Supplied passage:
+ + + +

Thoughts and Opinions On Today's Important Issues

Tuesday, December 22, 2009

More On The 400 Audit

Some additional thoughts on what happened yesterday with the 400 Building audit report.


Is it true that someone wanted changes to be made to the Audit Report at the in camera Audit Committee meeting at 10:30 yesterday? I wonder what those changes were and who was the one who wanted them made and why?

I expect that in order to make changes, their procedure would require a reconsideration of the Report. My guess would be that there were not enough votes to get that reconsideration.

When exactly was the Audit Report printed for distribution to the public? Was it really done after 3:30 p.m. yesterday?


Can't the Mayor keep his nose out of other people's business? Does he have to micromanage everything including matters that are none of his business.

The Star reported:
  • “But Mayor Eddie Francis, who is not a member of the audit committee, said he spoke with the office of the Auditor General of Ontario and the KPMG lawyer about the importance of releasing all of the report sooner rather than later.

+ + + +

Raw records:
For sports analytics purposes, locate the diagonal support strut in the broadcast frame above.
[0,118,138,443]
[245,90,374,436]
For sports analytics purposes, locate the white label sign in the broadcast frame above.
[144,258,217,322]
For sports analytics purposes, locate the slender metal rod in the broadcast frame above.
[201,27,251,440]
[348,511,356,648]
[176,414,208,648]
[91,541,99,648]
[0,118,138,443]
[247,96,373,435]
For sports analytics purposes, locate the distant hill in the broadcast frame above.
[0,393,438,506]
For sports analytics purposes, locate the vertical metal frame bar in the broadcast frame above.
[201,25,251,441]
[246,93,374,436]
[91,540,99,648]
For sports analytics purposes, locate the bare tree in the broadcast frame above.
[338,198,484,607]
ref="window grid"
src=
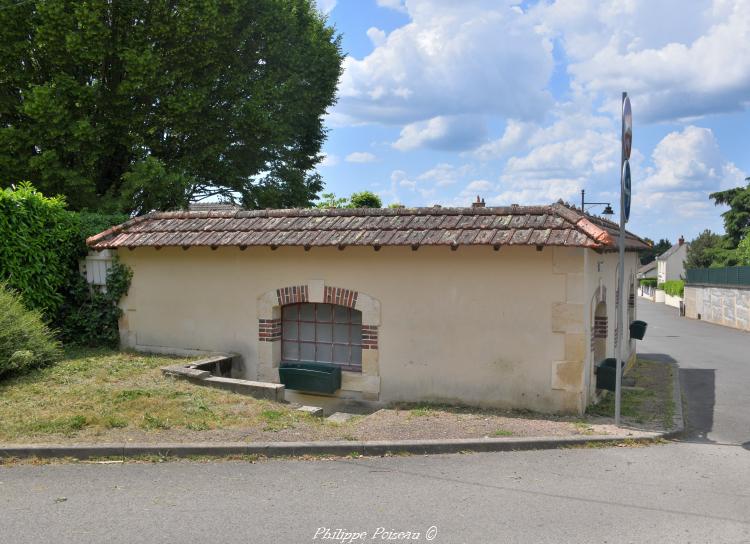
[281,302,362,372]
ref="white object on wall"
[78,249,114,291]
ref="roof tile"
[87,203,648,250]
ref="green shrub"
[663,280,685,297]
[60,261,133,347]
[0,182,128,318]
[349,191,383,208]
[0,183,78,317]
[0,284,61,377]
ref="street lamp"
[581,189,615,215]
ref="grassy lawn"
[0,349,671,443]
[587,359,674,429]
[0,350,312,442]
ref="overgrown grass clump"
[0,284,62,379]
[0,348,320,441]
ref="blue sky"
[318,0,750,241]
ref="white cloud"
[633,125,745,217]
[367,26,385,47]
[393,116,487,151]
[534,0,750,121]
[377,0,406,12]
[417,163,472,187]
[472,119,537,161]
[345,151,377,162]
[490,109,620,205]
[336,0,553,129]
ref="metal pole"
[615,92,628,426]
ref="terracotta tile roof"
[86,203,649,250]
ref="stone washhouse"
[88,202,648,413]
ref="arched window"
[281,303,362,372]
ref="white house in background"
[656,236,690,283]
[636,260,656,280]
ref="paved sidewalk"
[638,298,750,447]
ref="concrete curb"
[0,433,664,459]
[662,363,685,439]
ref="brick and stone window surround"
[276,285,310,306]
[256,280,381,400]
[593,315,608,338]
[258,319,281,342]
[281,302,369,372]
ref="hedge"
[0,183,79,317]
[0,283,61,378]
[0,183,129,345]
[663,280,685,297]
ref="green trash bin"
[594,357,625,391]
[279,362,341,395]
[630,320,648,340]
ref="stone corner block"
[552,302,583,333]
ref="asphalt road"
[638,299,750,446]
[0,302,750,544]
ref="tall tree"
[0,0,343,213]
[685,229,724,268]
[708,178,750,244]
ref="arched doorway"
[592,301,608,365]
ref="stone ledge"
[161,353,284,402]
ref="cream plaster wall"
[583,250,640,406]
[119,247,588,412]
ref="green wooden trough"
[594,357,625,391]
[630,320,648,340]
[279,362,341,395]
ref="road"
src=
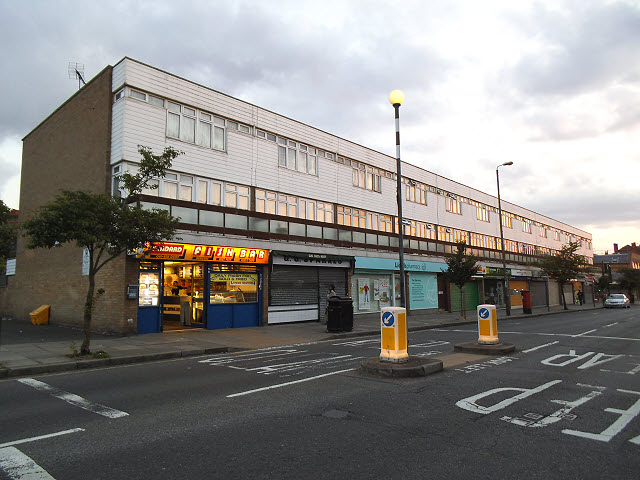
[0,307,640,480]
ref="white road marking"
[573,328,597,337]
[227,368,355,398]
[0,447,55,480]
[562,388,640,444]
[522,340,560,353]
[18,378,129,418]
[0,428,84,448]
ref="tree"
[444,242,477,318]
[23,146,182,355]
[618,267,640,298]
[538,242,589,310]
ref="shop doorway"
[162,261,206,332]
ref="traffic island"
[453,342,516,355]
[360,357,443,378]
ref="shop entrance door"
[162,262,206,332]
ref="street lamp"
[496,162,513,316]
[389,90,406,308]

+ + + +

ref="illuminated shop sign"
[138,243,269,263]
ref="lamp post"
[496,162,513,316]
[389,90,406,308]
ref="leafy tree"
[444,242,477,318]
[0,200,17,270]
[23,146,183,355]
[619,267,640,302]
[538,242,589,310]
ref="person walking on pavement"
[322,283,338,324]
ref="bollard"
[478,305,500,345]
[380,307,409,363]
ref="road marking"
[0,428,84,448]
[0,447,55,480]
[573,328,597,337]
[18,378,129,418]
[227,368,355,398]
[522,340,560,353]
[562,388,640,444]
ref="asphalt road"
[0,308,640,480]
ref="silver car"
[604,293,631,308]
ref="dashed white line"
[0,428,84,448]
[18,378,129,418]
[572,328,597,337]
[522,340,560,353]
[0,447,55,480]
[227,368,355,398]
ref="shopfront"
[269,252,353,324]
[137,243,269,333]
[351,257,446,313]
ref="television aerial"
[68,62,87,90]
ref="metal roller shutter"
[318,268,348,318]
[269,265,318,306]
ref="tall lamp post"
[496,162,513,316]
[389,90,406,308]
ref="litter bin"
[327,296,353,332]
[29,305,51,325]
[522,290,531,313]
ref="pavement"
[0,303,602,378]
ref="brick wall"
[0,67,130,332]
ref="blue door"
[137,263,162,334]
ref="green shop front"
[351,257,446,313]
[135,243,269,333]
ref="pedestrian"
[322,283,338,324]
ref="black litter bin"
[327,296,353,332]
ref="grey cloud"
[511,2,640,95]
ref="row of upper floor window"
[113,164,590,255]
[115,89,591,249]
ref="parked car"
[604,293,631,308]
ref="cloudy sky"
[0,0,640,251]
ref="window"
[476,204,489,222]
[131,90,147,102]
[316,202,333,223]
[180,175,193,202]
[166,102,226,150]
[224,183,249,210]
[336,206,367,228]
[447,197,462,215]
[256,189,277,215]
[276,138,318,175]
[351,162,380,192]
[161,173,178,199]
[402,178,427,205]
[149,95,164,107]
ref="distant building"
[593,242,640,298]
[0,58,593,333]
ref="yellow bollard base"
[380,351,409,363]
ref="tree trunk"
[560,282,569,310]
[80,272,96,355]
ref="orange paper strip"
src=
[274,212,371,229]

+ + + +

Instruction 1:
In the 400 Audit post, who does Mayor Eddie Francis say he spoke with?
Instruction 2:
Please extract the 400 Audit post from "Some additional thoughts" up to and including "made and why?".
The data has no connection to the 400 Audit post.

Exercise answer 1:
The office of the Auditor General of Ontario and the KPMG lawyer.

Exercise answer 2:
Some additional thoughts on what happened yesterday with the 400 Building audit report.


Is it true that someone wanted changes to be made to the Audit Report at the in camera Audit Committee meeting at 10:30 yesterday? I wonder what those changes were and who was the one who wanted them made and why?